Data extracted from a collection –
§ §

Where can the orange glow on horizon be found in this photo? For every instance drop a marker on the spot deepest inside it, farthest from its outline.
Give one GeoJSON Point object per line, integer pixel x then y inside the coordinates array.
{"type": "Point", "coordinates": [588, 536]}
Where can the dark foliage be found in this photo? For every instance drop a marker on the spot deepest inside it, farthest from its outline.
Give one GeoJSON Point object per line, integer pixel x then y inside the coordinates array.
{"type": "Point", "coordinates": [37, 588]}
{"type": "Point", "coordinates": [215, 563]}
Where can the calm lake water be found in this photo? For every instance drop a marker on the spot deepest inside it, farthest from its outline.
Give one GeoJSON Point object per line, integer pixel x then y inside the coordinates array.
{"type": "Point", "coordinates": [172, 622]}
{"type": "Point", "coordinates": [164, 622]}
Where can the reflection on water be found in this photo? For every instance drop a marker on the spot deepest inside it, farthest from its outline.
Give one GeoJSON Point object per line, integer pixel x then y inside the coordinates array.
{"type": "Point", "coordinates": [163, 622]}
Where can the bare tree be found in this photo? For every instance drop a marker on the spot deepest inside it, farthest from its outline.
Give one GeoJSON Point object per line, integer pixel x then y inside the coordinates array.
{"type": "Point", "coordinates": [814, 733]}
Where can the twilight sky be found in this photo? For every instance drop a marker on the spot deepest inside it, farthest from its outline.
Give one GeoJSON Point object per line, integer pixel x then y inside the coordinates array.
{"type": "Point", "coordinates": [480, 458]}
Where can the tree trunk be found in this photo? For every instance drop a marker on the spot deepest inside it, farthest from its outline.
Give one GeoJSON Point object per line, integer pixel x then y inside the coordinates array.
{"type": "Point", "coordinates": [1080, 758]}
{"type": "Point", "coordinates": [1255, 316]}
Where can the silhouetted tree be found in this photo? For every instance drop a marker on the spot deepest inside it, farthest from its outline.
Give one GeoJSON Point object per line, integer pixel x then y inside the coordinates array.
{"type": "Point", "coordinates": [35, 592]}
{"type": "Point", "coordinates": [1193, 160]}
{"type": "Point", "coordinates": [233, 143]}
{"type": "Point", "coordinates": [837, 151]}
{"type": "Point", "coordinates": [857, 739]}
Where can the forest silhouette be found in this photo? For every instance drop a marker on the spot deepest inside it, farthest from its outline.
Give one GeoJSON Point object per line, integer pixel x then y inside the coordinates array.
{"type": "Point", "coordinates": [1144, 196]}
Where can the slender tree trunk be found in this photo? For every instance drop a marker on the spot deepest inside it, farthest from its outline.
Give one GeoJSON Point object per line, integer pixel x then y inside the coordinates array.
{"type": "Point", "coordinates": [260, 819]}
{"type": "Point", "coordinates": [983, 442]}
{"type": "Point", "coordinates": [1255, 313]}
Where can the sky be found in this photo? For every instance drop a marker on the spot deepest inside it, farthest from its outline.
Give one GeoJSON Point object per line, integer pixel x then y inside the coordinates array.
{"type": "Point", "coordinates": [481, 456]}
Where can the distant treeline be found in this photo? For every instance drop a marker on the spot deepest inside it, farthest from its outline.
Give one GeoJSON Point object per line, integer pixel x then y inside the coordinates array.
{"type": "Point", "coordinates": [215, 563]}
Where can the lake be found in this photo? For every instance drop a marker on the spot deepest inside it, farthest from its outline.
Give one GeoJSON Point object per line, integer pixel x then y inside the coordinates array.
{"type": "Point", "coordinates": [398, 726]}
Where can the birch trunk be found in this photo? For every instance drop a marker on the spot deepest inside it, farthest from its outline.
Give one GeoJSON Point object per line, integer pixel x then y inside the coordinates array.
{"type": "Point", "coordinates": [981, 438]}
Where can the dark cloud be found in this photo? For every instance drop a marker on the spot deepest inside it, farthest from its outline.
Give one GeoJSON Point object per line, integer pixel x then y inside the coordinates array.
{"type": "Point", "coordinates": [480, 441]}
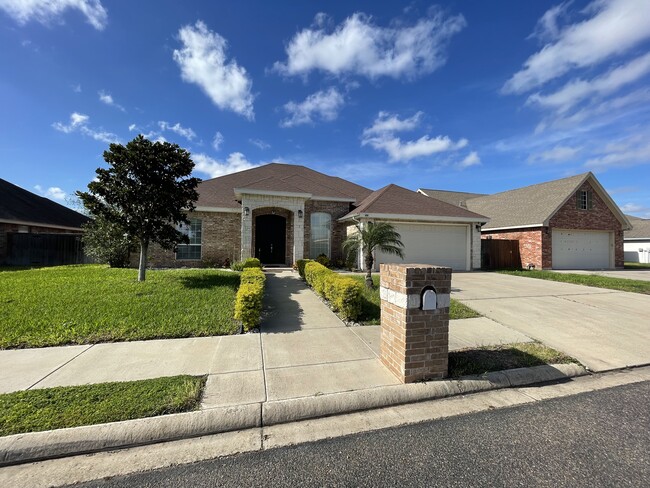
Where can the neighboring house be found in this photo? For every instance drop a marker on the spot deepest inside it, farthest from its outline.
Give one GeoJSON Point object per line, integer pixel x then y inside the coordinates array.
{"type": "Point", "coordinates": [281, 213]}
{"type": "Point", "coordinates": [570, 223]}
{"type": "Point", "coordinates": [37, 231]}
{"type": "Point", "coordinates": [637, 240]}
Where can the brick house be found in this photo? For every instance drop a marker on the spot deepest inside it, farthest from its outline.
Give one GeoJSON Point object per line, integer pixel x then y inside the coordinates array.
{"type": "Point", "coordinates": [570, 223]}
{"type": "Point", "coordinates": [37, 231]}
{"type": "Point", "coordinates": [281, 213]}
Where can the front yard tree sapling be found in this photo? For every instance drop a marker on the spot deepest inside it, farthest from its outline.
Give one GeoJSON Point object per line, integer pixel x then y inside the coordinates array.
{"type": "Point", "coordinates": [147, 191]}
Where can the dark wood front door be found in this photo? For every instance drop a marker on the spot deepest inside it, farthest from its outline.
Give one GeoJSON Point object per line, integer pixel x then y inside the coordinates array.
{"type": "Point", "coordinates": [270, 239]}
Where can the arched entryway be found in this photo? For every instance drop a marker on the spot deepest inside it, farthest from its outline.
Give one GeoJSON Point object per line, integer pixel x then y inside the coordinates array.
{"type": "Point", "coordinates": [270, 239]}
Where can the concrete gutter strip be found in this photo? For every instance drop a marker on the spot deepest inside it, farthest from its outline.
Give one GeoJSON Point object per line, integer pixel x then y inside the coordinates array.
{"type": "Point", "coordinates": [37, 446]}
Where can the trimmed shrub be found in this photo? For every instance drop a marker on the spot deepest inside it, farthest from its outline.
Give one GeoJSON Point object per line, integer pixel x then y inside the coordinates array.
{"type": "Point", "coordinates": [248, 302]}
{"type": "Point", "coordinates": [344, 294]}
{"type": "Point", "coordinates": [300, 264]}
{"type": "Point", "coordinates": [252, 263]}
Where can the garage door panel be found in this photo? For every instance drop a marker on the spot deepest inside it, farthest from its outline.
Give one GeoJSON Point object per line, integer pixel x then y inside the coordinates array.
{"type": "Point", "coordinates": [573, 249]}
{"type": "Point", "coordinates": [442, 245]}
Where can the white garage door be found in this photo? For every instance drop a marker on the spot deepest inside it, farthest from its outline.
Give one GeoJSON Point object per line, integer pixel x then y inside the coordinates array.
{"type": "Point", "coordinates": [574, 249]}
{"type": "Point", "coordinates": [442, 245]}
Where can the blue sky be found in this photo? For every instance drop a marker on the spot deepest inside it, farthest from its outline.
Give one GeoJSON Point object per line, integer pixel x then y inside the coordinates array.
{"type": "Point", "coordinates": [470, 96]}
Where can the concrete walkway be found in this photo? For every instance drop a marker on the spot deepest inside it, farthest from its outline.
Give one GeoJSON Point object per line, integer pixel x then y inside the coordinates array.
{"type": "Point", "coordinates": [303, 350]}
{"type": "Point", "coordinates": [603, 329]}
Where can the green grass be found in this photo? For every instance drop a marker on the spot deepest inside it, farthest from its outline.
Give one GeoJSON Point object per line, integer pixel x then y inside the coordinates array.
{"type": "Point", "coordinates": [509, 356]}
{"type": "Point", "coordinates": [72, 406]}
{"type": "Point", "coordinates": [371, 309]}
{"type": "Point", "coordinates": [90, 304]}
{"type": "Point", "coordinates": [621, 284]}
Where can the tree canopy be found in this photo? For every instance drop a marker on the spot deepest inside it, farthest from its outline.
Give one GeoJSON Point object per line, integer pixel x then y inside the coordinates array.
{"type": "Point", "coordinates": [146, 191]}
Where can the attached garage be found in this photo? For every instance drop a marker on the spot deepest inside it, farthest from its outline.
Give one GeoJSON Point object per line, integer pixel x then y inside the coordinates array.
{"type": "Point", "coordinates": [574, 249]}
{"type": "Point", "coordinates": [438, 244]}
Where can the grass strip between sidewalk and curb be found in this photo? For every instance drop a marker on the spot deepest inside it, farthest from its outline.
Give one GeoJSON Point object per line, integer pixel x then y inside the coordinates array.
{"type": "Point", "coordinates": [87, 304]}
{"type": "Point", "coordinates": [486, 359]}
{"type": "Point", "coordinates": [73, 406]}
{"type": "Point", "coordinates": [371, 308]}
{"type": "Point", "coordinates": [597, 281]}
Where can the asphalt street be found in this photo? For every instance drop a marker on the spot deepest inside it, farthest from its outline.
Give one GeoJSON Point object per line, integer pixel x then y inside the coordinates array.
{"type": "Point", "coordinates": [600, 438]}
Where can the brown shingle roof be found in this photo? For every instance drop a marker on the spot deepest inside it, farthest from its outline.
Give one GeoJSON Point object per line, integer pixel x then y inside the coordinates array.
{"type": "Point", "coordinates": [454, 197]}
{"type": "Point", "coordinates": [19, 205]}
{"type": "Point", "coordinates": [640, 228]}
{"type": "Point", "coordinates": [218, 192]}
{"type": "Point", "coordinates": [396, 200]}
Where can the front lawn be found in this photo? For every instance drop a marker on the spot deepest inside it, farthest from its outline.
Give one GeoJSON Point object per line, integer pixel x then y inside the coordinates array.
{"type": "Point", "coordinates": [90, 303]}
{"type": "Point", "coordinates": [72, 406]}
{"type": "Point", "coordinates": [621, 284]}
{"type": "Point", "coordinates": [498, 358]}
{"type": "Point", "coordinates": [371, 308]}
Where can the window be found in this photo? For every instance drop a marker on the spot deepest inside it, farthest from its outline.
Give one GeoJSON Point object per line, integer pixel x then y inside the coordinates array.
{"type": "Point", "coordinates": [583, 200]}
{"type": "Point", "coordinates": [321, 224]}
{"type": "Point", "coordinates": [193, 249]}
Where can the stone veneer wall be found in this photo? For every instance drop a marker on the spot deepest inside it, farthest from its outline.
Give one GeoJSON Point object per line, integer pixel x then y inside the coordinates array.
{"type": "Point", "coordinates": [339, 230]}
{"type": "Point", "coordinates": [599, 217]}
{"type": "Point", "coordinates": [220, 242]}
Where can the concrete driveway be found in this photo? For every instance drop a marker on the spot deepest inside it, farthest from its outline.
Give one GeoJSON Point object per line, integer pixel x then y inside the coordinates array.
{"type": "Point", "coordinates": [603, 329]}
{"type": "Point", "coordinates": [628, 274]}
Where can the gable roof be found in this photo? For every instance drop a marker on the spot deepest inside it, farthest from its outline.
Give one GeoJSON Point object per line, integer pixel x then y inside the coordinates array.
{"type": "Point", "coordinates": [21, 206]}
{"type": "Point", "coordinates": [640, 228]}
{"type": "Point", "coordinates": [276, 177]}
{"type": "Point", "coordinates": [454, 197]}
{"type": "Point", "coordinates": [398, 202]}
{"type": "Point", "coordinates": [534, 205]}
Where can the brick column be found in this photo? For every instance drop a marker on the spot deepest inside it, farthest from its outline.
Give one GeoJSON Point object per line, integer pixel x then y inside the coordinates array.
{"type": "Point", "coordinates": [414, 342]}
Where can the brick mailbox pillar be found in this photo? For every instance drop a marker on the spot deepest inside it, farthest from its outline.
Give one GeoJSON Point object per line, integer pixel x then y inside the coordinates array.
{"type": "Point", "coordinates": [415, 320]}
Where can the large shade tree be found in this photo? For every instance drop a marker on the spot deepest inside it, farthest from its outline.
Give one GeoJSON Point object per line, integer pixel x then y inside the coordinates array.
{"type": "Point", "coordinates": [146, 191]}
{"type": "Point", "coordinates": [369, 237]}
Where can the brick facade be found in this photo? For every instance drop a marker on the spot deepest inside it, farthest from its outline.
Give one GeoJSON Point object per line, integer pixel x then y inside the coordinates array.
{"type": "Point", "coordinates": [536, 244]}
{"type": "Point", "coordinates": [414, 343]}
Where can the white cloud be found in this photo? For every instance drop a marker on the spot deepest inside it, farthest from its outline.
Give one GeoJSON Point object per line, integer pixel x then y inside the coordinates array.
{"type": "Point", "coordinates": [48, 11]}
{"type": "Point", "coordinates": [177, 128]}
{"type": "Point", "coordinates": [577, 90]}
{"type": "Point", "coordinates": [79, 123]}
{"type": "Point", "coordinates": [202, 61]}
{"type": "Point", "coordinates": [472, 159]}
{"type": "Point", "coordinates": [53, 193]}
{"type": "Point", "coordinates": [381, 136]}
{"type": "Point", "coordinates": [555, 154]}
{"type": "Point", "coordinates": [358, 46]}
{"type": "Point", "coordinates": [108, 100]}
{"type": "Point", "coordinates": [76, 120]}
{"type": "Point", "coordinates": [323, 105]}
{"type": "Point", "coordinates": [260, 143]}
{"type": "Point", "coordinates": [235, 162]}
{"type": "Point", "coordinates": [614, 27]}
{"type": "Point", "coordinates": [217, 141]}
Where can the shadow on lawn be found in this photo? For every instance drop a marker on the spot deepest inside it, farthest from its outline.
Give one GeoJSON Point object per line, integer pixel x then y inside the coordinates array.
{"type": "Point", "coordinates": [205, 281]}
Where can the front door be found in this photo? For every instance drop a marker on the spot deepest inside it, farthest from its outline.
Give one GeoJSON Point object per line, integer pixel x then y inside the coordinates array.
{"type": "Point", "coordinates": [270, 239]}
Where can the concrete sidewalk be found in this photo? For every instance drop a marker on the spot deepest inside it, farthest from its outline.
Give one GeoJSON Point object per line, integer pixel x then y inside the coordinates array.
{"type": "Point", "coordinates": [303, 350]}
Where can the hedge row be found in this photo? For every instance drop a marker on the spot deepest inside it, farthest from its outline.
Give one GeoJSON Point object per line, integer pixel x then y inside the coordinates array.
{"type": "Point", "coordinates": [248, 302]}
{"type": "Point", "coordinates": [344, 294]}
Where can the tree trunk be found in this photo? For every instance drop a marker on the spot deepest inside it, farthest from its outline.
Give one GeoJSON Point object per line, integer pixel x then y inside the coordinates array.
{"type": "Point", "coordinates": [368, 260]}
{"type": "Point", "coordinates": [144, 246]}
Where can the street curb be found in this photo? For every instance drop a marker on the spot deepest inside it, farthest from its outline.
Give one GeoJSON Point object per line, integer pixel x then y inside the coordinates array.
{"type": "Point", "coordinates": [39, 446]}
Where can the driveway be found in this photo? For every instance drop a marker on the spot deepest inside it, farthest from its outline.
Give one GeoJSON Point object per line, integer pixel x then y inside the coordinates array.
{"type": "Point", "coordinates": [603, 329]}
{"type": "Point", "coordinates": [628, 274]}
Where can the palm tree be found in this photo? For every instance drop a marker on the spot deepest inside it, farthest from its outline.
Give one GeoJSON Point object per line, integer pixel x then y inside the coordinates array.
{"type": "Point", "coordinates": [381, 236]}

§ §

Instruction –
Begin at the line containing "Where can the street" and reproduce each line through the end of the records above.

Answer below –
Where can the street curb be found in this photo? For every instance drop a marker on the spot deepest inside it, farthest from its outline.
Give one GeoJSON Point object per line, integer pixel x then y inside the coordinates array.
{"type": "Point", "coordinates": [39, 446]}
Where can the driveway be found in this photo? For every instance drop a marker on the spot deepest inside it, farthest from its outline.
Give one GeoJSON Point object per line, integer pixel x then y inside the coordinates array.
{"type": "Point", "coordinates": [603, 329]}
{"type": "Point", "coordinates": [628, 274]}
Where can the palm tree be found in this photo? For every instance drop a marker on the spot deepest inside it, farthest from its outline.
Give one GeoJSON Point object per line, integer pixel x then y inside the coordinates array.
{"type": "Point", "coordinates": [381, 236]}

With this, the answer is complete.